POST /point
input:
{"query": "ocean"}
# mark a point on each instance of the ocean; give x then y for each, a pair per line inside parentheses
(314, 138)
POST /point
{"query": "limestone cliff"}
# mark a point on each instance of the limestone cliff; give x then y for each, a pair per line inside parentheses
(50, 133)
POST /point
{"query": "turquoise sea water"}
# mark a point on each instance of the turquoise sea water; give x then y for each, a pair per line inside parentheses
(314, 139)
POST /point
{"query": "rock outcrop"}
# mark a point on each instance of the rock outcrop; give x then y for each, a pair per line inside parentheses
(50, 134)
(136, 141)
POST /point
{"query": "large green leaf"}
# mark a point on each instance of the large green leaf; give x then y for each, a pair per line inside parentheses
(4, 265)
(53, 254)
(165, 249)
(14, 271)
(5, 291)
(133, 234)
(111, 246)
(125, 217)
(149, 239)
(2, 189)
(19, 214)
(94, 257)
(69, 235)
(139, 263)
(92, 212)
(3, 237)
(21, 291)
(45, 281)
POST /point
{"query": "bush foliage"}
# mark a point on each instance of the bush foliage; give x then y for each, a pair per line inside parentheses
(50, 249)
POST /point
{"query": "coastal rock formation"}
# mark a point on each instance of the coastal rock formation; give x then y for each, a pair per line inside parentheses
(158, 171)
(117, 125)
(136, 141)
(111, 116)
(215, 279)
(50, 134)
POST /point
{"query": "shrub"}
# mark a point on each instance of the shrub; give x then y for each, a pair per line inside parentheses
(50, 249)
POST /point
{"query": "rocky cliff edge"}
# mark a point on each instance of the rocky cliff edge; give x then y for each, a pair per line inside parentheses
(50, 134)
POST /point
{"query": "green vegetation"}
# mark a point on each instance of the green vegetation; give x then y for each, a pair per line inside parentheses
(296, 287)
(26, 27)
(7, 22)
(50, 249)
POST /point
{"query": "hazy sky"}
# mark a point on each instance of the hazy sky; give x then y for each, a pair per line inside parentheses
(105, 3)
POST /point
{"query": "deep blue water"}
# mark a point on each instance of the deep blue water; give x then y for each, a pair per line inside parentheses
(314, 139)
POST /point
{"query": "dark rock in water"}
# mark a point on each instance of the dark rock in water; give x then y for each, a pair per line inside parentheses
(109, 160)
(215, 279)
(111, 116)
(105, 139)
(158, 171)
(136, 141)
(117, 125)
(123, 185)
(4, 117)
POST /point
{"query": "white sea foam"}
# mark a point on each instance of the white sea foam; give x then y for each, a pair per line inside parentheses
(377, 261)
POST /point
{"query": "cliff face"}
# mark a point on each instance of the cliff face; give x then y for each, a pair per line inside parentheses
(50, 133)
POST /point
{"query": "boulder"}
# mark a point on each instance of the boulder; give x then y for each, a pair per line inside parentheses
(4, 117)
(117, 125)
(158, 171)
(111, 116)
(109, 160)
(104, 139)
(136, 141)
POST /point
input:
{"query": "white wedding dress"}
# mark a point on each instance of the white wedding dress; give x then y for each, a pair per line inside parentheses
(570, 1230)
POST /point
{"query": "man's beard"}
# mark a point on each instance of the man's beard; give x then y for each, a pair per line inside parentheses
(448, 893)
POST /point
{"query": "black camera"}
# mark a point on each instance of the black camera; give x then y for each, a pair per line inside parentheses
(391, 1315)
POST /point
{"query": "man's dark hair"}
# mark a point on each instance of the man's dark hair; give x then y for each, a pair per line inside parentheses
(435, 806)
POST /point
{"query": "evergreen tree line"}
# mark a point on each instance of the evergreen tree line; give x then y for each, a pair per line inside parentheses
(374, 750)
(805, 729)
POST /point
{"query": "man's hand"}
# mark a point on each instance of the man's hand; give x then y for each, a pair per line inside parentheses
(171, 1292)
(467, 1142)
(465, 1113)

#####

• [Stated goal] Extract all of the data above and output it character for character.

• [Result of the task]
POST /point
input:
{"query": "ocean"}
# mark a point on each instance of the ocean; give x then y for each, a pair per line inside parentheses
(314, 138)
POST /point
{"query": "limestone cliff"}
# mark a point on each instance of the limestone cliff; give x then y for each, a pair per line inside parentheses
(50, 133)
POST /point
{"query": "turquoise sea water"}
# mark a point on each instance of the turquoise sea water; give x then y for each, a pair per line inside parentheses
(314, 139)
POST /point
{"query": "rock outcrop"}
# mark a point on each instance of the rock outcrop; give x then y for each, a pair per line inside parentheses
(50, 134)
(136, 141)
POST /point
{"query": "large green leaf"}
# mark a point on each instance of the large green leaf; give x then y for each, a pair per line inside parentheses
(4, 265)
(53, 254)
(165, 249)
(14, 271)
(5, 291)
(133, 234)
(111, 246)
(125, 217)
(149, 239)
(2, 189)
(19, 214)
(94, 257)
(69, 235)
(139, 263)
(92, 212)
(3, 237)
(21, 291)
(45, 281)
POST /point
{"query": "bush foliage"}
# mark a point on each instance of the bush foliage; give x then y for each, a pair per line inside parentheses
(50, 249)
POST /point
{"query": "coastal rock formation"}
# mark a point on each instance of the coastal rock formation; give x then y for each, a pair per line inside parentheses
(158, 171)
(117, 125)
(136, 141)
(111, 116)
(215, 279)
(50, 134)
POST /point
{"query": "shrub"}
# mark a point on each instance of the shrub; give x then y for each, a pair per line inside parentheses
(50, 249)
POST /point
{"query": "rocky cliff edge"}
# mark a point on each instance of the rocky cliff edge; give x then y for each, a pair per line inside parentheses
(50, 134)
POST /point
{"query": "green vegetation"}
# mark a point on each instance of the green vegetation; give x then y for each, a pair per line inside parentheses
(296, 287)
(26, 27)
(7, 22)
(50, 249)
POST /point
{"query": "hazy sky"}
# mark a point on each instance of the hazy sky; give x then y for each, a pair per line inside parentheses
(105, 3)
POST /point
{"query": "deep blue water"}
# mark a point on each instance of the deep blue water; give x then y for each, a pair per line inside parentheses
(314, 139)
POST /point
{"query": "dark rock in water"}
# mark a point on each instance of the dark rock in water; give x then y for each, a pair per line inside parentheses
(109, 160)
(215, 279)
(111, 116)
(105, 139)
(158, 171)
(136, 141)
(117, 125)
(123, 185)
(4, 117)
POST /point
{"query": "white sea foam"}
# mark a point on each instance of the white sea foam; give x then y for each, a pair per line inside parentheses
(377, 261)
POST /point
{"query": "cliff face"}
# mark a point on each instance of the cliff face; give x then y for each, a pair per line inside parentheses
(50, 133)
POST /point
{"query": "boulder"}
# mark a point on each instance of the boulder; give x then y for each, a pair per line inside parentheses
(4, 117)
(117, 125)
(158, 171)
(111, 116)
(109, 160)
(104, 139)
(136, 141)
POST /point
input:
{"query": "white wedding dress"}
# mark a point on each instance of the white wedding dress; give x then y for each, a pair per line inside parentheses
(570, 1230)
POST /point
{"query": "man's beard"}
# mark a point on each instance of the man's beard; give x then y for each, a pair per line inside parentheses
(448, 893)
POST /point
{"query": "black camera"}
# mark a point on each instance of the black camera; give x then y for each, a pair per line inside parentheses
(391, 1315)
POST /point
{"query": "man's dark hair"}
# mark a point on each instance of the man's dark hair; give x then y for each, a pair per line inside parentheses
(435, 806)
POST /point
{"query": "evergreen tree line"}
# mark a point on each instance of the evergreen tree line; give x then y for each, a pair per line inside parentheses
(374, 750)
(805, 729)
POST /point
{"query": "man's hand"}
# mark a point on each instance of the man's hand; give x then y for each, a pair per line inside parentheses
(171, 1292)
(467, 1142)
(465, 1113)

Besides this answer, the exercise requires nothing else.